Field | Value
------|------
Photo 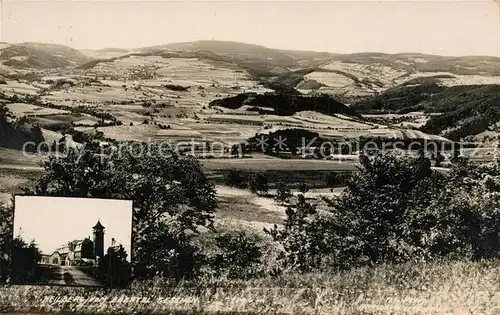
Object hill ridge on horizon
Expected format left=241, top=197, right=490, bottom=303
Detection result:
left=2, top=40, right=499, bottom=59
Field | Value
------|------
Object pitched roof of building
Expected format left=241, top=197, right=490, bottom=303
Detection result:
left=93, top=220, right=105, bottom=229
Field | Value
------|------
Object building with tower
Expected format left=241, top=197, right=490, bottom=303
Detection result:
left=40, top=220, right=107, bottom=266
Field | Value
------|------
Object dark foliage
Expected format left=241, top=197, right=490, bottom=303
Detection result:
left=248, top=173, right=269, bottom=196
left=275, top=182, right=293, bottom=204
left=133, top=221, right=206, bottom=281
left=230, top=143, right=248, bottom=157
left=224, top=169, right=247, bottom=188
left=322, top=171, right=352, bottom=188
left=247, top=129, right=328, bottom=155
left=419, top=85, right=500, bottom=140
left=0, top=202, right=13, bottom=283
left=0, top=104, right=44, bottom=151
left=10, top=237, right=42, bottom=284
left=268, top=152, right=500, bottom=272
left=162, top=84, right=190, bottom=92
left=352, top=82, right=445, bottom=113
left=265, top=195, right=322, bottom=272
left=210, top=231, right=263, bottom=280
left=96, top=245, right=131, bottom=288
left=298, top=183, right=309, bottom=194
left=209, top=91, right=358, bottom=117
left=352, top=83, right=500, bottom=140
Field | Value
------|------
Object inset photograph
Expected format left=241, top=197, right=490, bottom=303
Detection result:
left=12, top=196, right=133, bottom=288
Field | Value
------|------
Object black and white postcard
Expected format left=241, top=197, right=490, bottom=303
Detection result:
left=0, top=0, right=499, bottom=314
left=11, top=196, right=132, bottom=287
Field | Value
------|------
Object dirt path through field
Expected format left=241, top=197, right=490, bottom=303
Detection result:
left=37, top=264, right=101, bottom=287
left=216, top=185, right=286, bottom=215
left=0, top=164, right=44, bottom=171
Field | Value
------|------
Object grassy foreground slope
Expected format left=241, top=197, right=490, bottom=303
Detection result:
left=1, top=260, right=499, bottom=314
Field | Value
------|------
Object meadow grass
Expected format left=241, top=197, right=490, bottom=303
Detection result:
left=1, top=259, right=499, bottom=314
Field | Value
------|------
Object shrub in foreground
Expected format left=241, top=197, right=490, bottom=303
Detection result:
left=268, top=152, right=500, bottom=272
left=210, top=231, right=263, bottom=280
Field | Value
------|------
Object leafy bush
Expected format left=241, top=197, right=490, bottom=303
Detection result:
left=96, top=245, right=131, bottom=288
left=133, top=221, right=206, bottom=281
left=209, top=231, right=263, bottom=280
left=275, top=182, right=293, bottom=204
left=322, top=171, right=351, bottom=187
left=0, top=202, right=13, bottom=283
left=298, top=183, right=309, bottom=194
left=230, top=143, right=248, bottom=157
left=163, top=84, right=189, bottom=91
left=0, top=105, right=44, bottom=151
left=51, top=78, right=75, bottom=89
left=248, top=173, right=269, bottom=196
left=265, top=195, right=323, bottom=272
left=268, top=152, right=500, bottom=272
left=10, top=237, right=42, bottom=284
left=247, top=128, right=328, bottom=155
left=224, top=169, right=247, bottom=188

###

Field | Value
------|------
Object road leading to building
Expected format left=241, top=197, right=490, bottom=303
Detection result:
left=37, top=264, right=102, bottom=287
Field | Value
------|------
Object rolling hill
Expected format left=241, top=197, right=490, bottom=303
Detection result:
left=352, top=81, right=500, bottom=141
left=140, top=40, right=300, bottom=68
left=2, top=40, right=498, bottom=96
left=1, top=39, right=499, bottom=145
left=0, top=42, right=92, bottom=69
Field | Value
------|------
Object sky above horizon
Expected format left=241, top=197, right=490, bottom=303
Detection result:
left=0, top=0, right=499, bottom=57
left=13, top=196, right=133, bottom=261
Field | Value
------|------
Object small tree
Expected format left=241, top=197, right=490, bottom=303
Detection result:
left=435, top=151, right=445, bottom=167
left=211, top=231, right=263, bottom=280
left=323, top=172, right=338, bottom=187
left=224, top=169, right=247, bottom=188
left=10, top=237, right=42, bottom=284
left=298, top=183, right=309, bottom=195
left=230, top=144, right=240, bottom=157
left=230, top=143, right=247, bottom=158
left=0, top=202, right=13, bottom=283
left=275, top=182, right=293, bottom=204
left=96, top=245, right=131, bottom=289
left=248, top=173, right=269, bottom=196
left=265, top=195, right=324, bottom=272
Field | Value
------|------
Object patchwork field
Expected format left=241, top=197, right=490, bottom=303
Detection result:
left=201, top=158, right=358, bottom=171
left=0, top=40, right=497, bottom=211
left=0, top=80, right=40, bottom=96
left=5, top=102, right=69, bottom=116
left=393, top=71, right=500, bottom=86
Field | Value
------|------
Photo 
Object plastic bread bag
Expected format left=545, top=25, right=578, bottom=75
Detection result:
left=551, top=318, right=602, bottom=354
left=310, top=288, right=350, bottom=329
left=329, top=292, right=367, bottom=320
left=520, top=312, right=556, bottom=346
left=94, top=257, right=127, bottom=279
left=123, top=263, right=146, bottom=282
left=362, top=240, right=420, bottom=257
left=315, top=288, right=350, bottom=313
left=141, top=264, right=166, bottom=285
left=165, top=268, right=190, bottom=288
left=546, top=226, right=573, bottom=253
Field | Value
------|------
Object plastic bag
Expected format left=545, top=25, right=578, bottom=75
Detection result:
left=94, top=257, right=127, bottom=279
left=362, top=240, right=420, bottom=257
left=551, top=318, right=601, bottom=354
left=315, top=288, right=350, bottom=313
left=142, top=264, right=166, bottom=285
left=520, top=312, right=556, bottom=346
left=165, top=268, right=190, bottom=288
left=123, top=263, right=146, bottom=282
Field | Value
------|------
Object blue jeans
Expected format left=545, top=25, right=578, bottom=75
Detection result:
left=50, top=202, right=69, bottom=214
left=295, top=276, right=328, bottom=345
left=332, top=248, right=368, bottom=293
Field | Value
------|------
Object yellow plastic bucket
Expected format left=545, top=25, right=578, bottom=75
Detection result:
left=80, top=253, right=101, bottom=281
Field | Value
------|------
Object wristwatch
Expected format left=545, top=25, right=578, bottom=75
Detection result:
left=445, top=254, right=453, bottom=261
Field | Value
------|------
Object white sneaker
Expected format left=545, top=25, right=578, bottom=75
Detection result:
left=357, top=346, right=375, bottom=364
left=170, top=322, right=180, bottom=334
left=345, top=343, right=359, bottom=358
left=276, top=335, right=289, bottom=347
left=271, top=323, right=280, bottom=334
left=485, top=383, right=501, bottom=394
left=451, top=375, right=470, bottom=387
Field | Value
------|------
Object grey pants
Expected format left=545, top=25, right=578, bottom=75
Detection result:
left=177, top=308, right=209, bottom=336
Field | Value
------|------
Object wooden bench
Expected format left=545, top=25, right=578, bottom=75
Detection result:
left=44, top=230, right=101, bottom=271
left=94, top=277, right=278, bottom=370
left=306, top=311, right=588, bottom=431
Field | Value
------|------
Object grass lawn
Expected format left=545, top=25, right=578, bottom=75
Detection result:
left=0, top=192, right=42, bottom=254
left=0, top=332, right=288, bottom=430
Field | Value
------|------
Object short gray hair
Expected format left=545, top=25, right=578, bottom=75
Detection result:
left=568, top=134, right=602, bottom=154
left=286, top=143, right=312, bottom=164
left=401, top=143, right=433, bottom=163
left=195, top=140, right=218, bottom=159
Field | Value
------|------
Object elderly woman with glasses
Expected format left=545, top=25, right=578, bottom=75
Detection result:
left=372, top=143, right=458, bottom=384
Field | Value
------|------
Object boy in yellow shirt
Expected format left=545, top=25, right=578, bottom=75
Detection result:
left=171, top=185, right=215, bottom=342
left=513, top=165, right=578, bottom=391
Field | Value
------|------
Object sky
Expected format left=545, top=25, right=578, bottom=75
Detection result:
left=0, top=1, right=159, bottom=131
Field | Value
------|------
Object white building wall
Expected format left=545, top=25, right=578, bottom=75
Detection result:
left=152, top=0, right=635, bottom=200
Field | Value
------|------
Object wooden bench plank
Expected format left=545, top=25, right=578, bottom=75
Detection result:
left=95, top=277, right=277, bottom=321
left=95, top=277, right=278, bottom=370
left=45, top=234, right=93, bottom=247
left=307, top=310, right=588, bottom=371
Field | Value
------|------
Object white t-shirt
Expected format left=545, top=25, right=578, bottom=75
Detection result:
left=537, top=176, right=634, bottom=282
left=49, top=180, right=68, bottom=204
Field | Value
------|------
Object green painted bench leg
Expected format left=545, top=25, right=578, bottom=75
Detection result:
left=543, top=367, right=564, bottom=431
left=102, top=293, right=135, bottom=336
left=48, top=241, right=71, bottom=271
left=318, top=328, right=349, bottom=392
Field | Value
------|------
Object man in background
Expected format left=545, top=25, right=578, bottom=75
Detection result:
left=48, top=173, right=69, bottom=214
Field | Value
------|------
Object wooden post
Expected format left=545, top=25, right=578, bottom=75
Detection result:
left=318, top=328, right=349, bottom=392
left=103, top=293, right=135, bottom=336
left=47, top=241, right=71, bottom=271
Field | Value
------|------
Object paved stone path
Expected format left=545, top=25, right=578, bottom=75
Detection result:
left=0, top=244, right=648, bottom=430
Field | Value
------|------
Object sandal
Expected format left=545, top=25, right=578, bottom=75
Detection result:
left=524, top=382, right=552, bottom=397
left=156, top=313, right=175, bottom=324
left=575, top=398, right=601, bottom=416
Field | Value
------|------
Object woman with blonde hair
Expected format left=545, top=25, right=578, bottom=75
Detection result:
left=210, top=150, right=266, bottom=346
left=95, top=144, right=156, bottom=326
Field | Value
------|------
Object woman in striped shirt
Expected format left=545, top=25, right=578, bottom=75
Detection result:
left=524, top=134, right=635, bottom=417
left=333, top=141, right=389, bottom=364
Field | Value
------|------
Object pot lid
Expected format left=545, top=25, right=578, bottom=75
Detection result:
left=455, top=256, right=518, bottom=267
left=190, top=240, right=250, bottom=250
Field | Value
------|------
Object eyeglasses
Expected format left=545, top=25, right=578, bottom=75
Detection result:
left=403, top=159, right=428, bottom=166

###

◆ **PROBLEM TO WORK ON**
Considering only the data above, return the lines in which "plastic" occurs.

◆ **TASK SOLUTION**
Object plastic bread bag
Object plastic bag
Object yellow plastic bucket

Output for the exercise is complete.